===== Entries =====

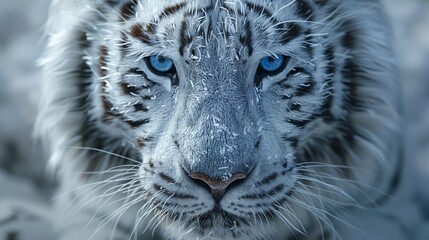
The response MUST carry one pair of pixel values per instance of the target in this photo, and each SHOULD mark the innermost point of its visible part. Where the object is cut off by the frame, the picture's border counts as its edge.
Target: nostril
(217, 187)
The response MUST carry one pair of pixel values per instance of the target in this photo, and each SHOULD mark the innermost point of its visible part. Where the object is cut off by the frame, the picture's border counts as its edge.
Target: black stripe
(351, 71)
(128, 10)
(267, 180)
(304, 88)
(290, 32)
(304, 10)
(170, 10)
(246, 38)
(137, 123)
(299, 123)
(185, 39)
(129, 89)
(308, 43)
(140, 107)
(102, 62)
(295, 106)
(330, 70)
(259, 9)
(138, 31)
(125, 45)
(350, 38)
(294, 141)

=====

Written problem
Reproduce all of the material above verbatim, omitting the pictures.

Answer to the task
The response MUST carry one pair of pixel values per instance of the target in this photo, and each SHOULD mark the innermost point of its visible part. Where the object is cut off by the frame, the picture's border counts as its edge.
Target: nostril
(217, 187)
The response MUST carry one pair of pixel values per instance of the target in this photo, and each SHOULD mark the innermost point of its visible part. Where the object is cut off by the frame, the picture's border counts as its edge.
Target: black stripe
(351, 71)
(128, 10)
(267, 180)
(304, 88)
(290, 32)
(304, 10)
(170, 10)
(246, 38)
(137, 123)
(299, 123)
(185, 39)
(129, 89)
(308, 43)
(140, 107)
(102, 62)
(295, 106)
(330, 70)
(259, 9)
(138, 31)
(125, 45)
(350, 38)
(294, 141)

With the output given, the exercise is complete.